• Extrait du texte
L’appelante avait d’autres solutions raisonnables

[27] Je dois maintenant décider si l’appelante n’avait d’autre solution raisonnable que de quitter son emploi au moment où elle l’a fait.

[28] L’appelante a déclaré qu’elle avait décidé de quitter son emploi après avoir pris quelques jours de congé dans la période de son anniversaire. Elle n’a pas discuté des raisons de son départ et n’a pas donné à son gestionnaire l’occasion d’apaiser ses préoccupations.

[29] La Commission affirme qu’au lieu de démissionner lorsqu’elle l’a fait, l’appelante aurait pu demander un congé, être mutée dans un autre magasin, discuter de ses problèmes avec les ressources humaines ou la haute direction ou attendre de trouver un autre emploi. L’employeur a dit à la Commission qu’il y avait des possibilités de mutation et que l’appelante aurait pu demander des congés.

[30] L’appelante affirme qu’elle ne pouvait pas travailler dans un autre magasin ou trouver un autre emploi dans une autre ville parce que sa famille n’avait qu’une seule voiture et que son époux en avait besoin pour se rendre à son emploi. Toutefois, dans sa demande de révision, l’appelante déclare qu’elle n’a pu être mutée parce qu’elle possède un [traduction] « véhicule à essence » et qu’elle n’a pas les moyens d’utiliser l’essence pour se rendre au prochain magasin à 30 minutes de distance. L’appelante a déclaré que, comme elle n’était pas à l’origine du problème, elle ne devrait pas avoir à être la personne mutée. Selon elle, l’employée problématique possédait de l’expérience en administration et aurait pu être mutée au siège social à Tisdale.

Enregistrements tirés d'une collection
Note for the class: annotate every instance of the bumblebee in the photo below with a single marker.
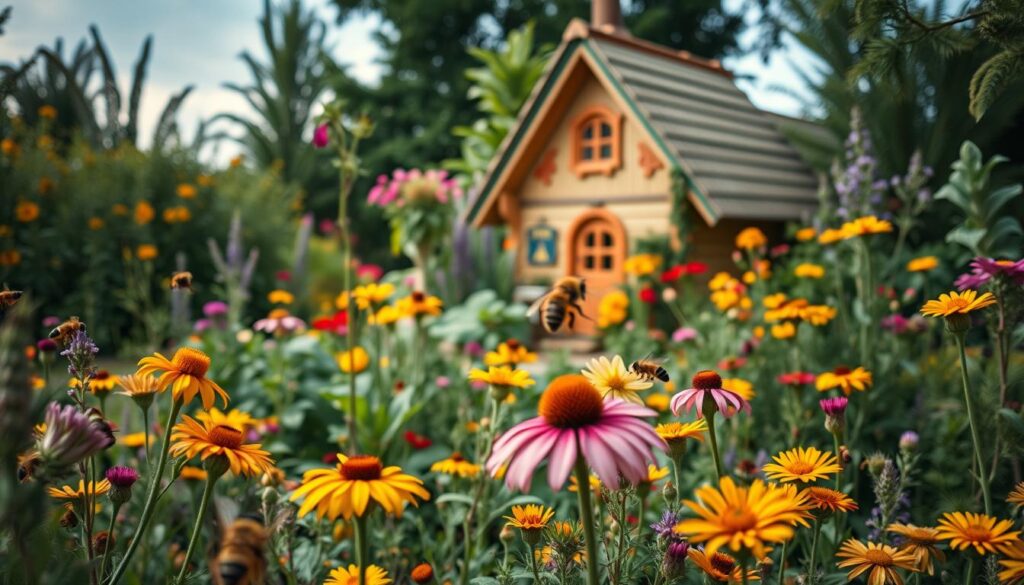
(62, 332)
(242, 558)
(560, 302)
(649, 370)
(181, 280)
(8, 297)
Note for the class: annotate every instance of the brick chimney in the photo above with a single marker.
(606, 15)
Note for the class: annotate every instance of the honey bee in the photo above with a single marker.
(62, 332)
(8, 297)
(649, 370)
(242, 558)
(181, 280)
(561, 301)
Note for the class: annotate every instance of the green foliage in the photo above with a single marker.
(69, 87)
(986, 228)
(482, 318)
(997, 23)
(500, 88)
(77, 224)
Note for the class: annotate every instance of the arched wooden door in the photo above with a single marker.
(596, 252)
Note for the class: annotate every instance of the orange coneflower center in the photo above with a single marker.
(800, 467)
(190, 361)
(879, 557)
(722, 562)
(226, 436)
(707, 380)
(570, 402)
(364, 467)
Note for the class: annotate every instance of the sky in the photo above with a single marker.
(199, 42)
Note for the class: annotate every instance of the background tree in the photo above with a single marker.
(285, 89)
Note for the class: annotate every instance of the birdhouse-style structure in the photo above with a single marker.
(624, 139)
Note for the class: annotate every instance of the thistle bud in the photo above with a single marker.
(670, 494)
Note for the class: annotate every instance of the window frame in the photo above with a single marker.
(595, 115)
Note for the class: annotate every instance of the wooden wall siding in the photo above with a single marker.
(564, 184)
(733, 152)
(640, 220)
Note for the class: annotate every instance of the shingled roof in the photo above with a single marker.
(737, 162)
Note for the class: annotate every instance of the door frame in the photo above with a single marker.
(621, 245)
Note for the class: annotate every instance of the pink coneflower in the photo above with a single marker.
(983, 269)
(708, 385)
(573, 422)
(797, 378)
(280, 321)
(684, 334)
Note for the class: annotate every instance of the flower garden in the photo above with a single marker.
(249, 394)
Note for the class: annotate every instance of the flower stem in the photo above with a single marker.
(969, 579)
(151, 500)
(110, 541)
(781, 562)
(361, 546)
(713, 439)
(532, 563)
(976, 437)
(587, 517)
(814, 551)
(203, 504)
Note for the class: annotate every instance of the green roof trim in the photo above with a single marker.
(702, 200)
(549, 82)
(520, 129)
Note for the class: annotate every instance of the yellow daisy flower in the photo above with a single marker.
(984, 533)
(373, 576)
(509, 352)
(184, 374)
(802, 465)
(456, 465)
(878, 559)
(502, 376)
(743, 518)
(923, 264)
(613, 380)
(208, 440)
(347, 489)
(957, 303)
(921, 542)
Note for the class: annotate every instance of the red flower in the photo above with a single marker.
(673, 274)
(417, 441)
(648, 295)
(692, 268)
(796, 378)
(337, 324)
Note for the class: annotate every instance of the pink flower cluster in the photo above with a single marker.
(395, 190)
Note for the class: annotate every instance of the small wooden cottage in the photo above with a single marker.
(623, 139)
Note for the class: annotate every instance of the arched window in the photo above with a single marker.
(597, 141)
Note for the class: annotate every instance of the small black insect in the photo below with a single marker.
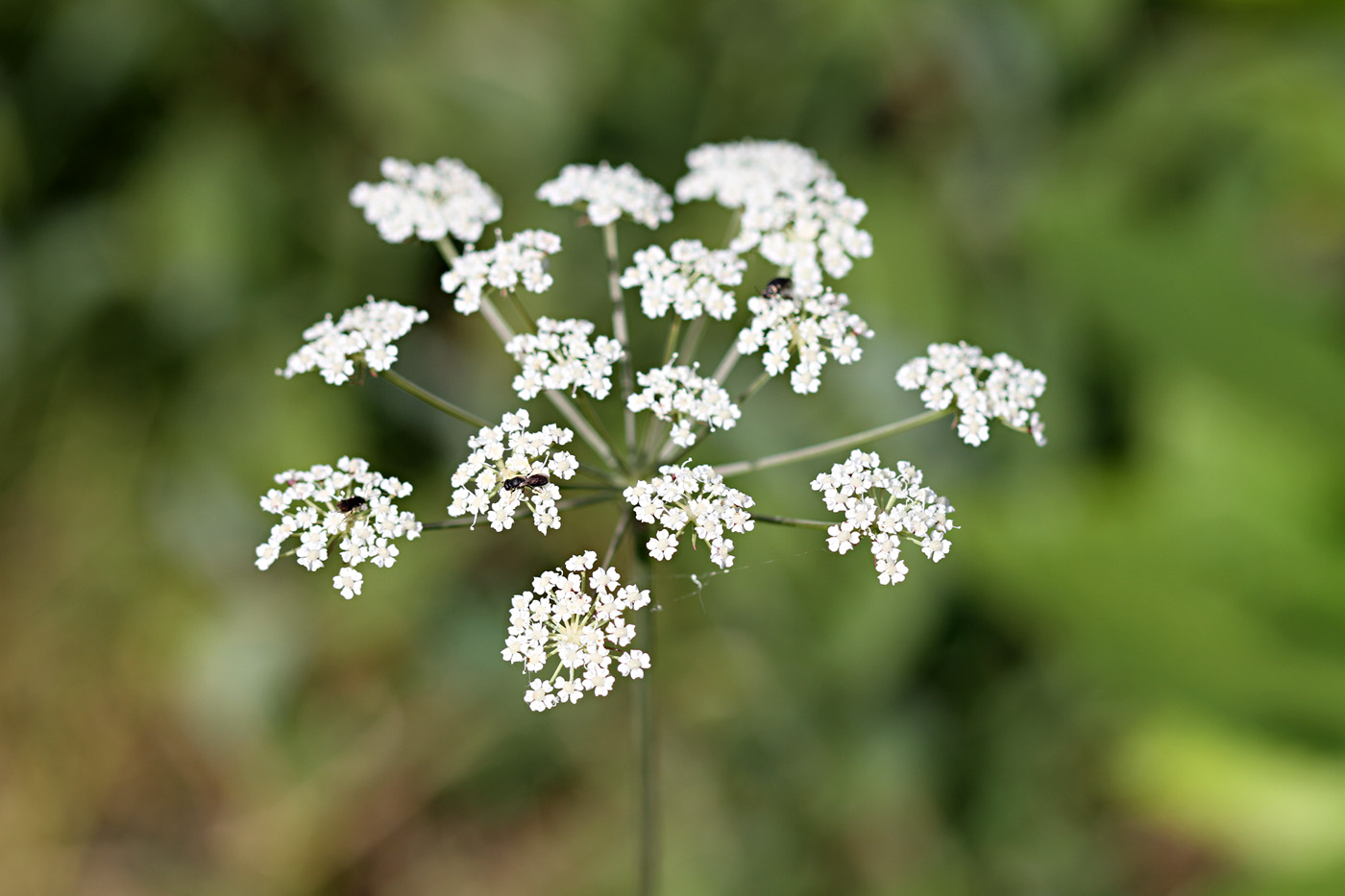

• Série d'exercices
(1) Dans l'extrait sur la démission de l'appelante, reprenez sous forme de liste le paragraphe qui commence par « La Commission affirme qu'au lieu de démissionner », en gardant ses faits essentiels.
(2) Rédigez la suite de l'extrait sur la démission de l'appelante, à partir de sa dernière phrase.
Ces enregistrements sont un matériel à part, sans lien avec l'extrait.

• Corrigés
(1)
Selon la Commission, au lieu de démissionner à ce moment-là, l'appelante aurait pu :
- demander un congé ;
- être mutée dans un autre magasin ;
- parler de ses problèmes aux ressources humaines ou à la haute direction ;
- attendre d'avoir trouvé un autre emploi.

L'employeur a confirmé à la Commission que des mutations étaient possibles et que l'appelante aurait pu demander des congés.

(2)
[31] L’appelante a déclaré qu’elle n’avait pas signalé ses préoccupations à la haute direction ou aux ressources humaines parce que chaque fois qu’elle soulevait un problème, sa gestionnaire lui disait qu’elle s’en occuperait. Rien n’ayant changé, elle ne voulait pas « passer au-dessus de la tête de son gestionnaire » parce qu’elle craignait que son gestionnaire ait une dent contre elle.

[32] L’appelante a déclaré qu’elle aurait dû demander un congé, mais qu’elle n’y avait pas pensé à l’époque. Elle a ajouté qu’elle était disposée à suivre la formation sur le SRIS pendant ses temps libres et qu’elle avait offert à son gestionnaire de le faire. Cependant, il ne lui a pas dit comment couvrir ses coûts.

[33] Je conclus que l’appelante avait plusieurs options raisonnables autres que de quitter son emploi lorsqu’elle l’a fait. Elle aurait pu :

  • Discuter de la gravité de ses préoccupations avec son gestionnaire, lui donner un délai pour résoudre les problèmes, puis transmettre les questions en suspens aux ressources humaines ou à la haute direction.
  • Refuser d’effectuer un travail qui impliquait de l’alcool jusqu’à ce que son certificat du SRIS soit renouvelé, même si cela signifiait qu’elle était incapable d’accomplir la plupart ou la totalité de ses tâches.
  • Signaler la non-conformité de son employeur aux lois sur l’alcool à la Régie des alcools et des jeux de hasard de la Saskatchewan.
  • Suivre la formation SIRS dans ses temps libres et soumettre les dépenses à son gestionnaire.
  • Demander un congé autorisé ou un congé pour stress.

[34] Compte tenu de toutes les circonstances en présence lorsque l’appelante a quitté son emploi, celle-ci avait d’autres solutions raisonnables que de quitter son emploi au moment où elle l’a fait pour les raisons susmentionnées.

[35] C’est dire que l’appelante n’était pas fondée à quitter son emploi.

Conclusion

[36] Je conclus que l’appelante est exclue du bénéfice des prestations.

[37] Par conséquent, l’appel est rejeté.